> **Document passage**:
In further analyses we considered only SNPs with major allele frequency in the population less than 0.8. As a result, we obtained 4,437 SNPs aligned and 2,669 SNPs not aligned to the sorghum genome, making a total 7,106 SNPs, with determined alleles in at least 120 plants (Figure 1D). Eleven plants were excluded for further mapping analyses as they contained unknown alleles of most SNPs. In both aligned and de novo SNPs the most frequent allele variations were complementary pairs of mutations A/G and C/T, which occurred about twice more than the next allele pair, C/G.
Marker segregation analyses
The SNP markers were then coded for JoinMap and 5,600 out of the 7,106 SNPs were selected for segregation and mapping analyses. More heterozygous markers were identified in the female than in the male. Of the 5,600 markers, 2,574 (46%) were heterozygous only in the female; 1,468 (26%) only in the male; and 1,558 (28%) were heterozygous in both parents. Chi-square tests indicated that 54% (1,394 out of 2,574) of the female markers and 49% (715 out of 1,468) of the male markers showed segregation distortion (goodness-of-fit ratio 1∶1, α = 0.05), as did 69% (1,078 out of 1,558) of the female and male common markers (goodness-of-fit ratio 1∶2∶1, α = 0.05). Thus, markers that were heterozygous in both parents tended to be more distorted in allele transmission than when heterozygous in only one of the parents.
Linkage mapping
The coded data were first used to create parental maps using two JoinMap populations, one using markers segregating in the female, and the other in the male [29], [32], [33]. The markers that were heterozygous in both parents were used in both parental maps and served as common markers to match homologous linkages between the two. As expected, 19 linkage groups were identified for each parent.
For linkage mapping, framework maps of both parents were created first with no (p<0.05) segregation distorted markers, and used for homologous identification and structural comparisons between the two parental maps. One-to-one homologous relation was confirmed using markers common between the 19 linkage groups of the female and the 19 linkage groups of the male. In addition, good collinearities were observed and no obvious structural heterogeneities were seen between homologous framework maps of the two parents.

(Saved entries)
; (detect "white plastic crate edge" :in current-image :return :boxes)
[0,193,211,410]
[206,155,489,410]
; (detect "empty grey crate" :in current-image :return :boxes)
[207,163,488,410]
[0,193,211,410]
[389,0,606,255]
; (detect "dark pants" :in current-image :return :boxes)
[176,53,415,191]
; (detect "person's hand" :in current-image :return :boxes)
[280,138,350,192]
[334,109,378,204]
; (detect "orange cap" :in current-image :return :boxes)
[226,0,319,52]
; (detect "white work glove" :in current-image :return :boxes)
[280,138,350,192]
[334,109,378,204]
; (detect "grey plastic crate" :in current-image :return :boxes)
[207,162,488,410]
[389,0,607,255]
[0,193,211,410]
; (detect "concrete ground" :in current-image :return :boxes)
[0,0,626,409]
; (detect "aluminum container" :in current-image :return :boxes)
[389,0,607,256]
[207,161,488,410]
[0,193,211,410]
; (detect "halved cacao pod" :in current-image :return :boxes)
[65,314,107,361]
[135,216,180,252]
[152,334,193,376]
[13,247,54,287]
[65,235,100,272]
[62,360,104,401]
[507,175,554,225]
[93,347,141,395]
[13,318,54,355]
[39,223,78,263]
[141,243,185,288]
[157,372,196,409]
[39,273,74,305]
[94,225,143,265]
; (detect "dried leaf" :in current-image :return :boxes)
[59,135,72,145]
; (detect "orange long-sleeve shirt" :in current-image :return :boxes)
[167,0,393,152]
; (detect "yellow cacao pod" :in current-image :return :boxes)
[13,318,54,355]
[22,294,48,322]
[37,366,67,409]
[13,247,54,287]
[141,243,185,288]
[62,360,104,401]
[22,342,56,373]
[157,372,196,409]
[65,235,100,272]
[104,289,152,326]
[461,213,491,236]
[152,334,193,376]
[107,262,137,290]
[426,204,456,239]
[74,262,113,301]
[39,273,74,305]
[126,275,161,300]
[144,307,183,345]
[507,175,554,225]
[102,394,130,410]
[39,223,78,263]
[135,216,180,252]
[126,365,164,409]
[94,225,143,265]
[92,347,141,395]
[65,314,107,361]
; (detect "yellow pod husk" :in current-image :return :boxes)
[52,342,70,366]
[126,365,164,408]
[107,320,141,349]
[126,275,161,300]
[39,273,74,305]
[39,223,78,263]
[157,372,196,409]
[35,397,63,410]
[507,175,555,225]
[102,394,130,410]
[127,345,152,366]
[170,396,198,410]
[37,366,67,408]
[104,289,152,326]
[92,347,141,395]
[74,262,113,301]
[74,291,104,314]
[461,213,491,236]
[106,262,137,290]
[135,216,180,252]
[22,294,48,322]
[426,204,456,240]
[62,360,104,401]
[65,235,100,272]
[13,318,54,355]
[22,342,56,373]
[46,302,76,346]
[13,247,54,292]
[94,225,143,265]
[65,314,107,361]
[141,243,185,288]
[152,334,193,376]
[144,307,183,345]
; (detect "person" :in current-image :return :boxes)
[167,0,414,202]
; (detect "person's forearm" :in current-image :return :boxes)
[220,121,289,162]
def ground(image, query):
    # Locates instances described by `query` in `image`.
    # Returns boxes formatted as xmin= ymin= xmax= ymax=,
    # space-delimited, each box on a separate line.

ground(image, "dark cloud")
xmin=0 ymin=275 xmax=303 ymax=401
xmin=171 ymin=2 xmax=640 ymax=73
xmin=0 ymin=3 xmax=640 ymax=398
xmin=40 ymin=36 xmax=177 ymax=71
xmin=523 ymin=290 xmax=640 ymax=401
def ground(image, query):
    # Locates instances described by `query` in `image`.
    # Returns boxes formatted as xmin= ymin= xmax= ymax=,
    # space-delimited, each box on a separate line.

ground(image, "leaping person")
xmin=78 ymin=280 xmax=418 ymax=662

> **Task set**:
1. Extract the part of the SNP mapping passage between "For linkage mapping, framework" and "the two parents.", inclusive.
2. Answer these questions from the SNP mapping passage:
(a) How many SNPs were not aligned to the sorghum genome?
(b) What percentage of the 5,600 markers were heterozygous only in the male?
(c) How many linkage groups were identified for each parent?
3. Write the next part of the SNP mapping passage, picking up after its last sentence.
You won't need this data.

> **Replies**:
1.
For linkage mapping, framework maps of both parents were created first with no (p<0.05) segregation distorted markers, and used for homologous identification and structural comparisons between the two parental maps. One-to-one homologous relation was confirmed using markers common between the 19 linkage groups of the female and the 19 linkage groups of the male. In addition, good collinearities were observed and no obvious structural heterogeneities were seen between homologous framework maps of the two parents.

2.
(a) 2,669
(b) 26%
(c) 19

3.
Then, segregation distorted markers were added to the framework maps by attempting different LOD statistics and/or different numbers of markers. The final maps selected were usually the ones having the best collinearities with the framework maps. Since the female had more heterozygous markers than the male, the number of markers mapped in each female linkage was generally more than that in the corresponding linkage of the male (Table 1).
Since there were no obvious structural heterogeneities between the female and male maps, a composite map containing both female and male markers was created to facilitate future QTL mapping of the population. The composite mapping was done with an independent JoinMap mapping population by simultaneous analysis of all polymorphic markers from both parents. Again, 19 linkage groups were formed and framework maps without segregation distorted markers were created first. Comparisons between the composite and the two parental framework linkages showed perfectly collinear marker order agreements for all 19 linkage groups, indicating good integration of the two parental linkages by the simultaneous mapping analysis.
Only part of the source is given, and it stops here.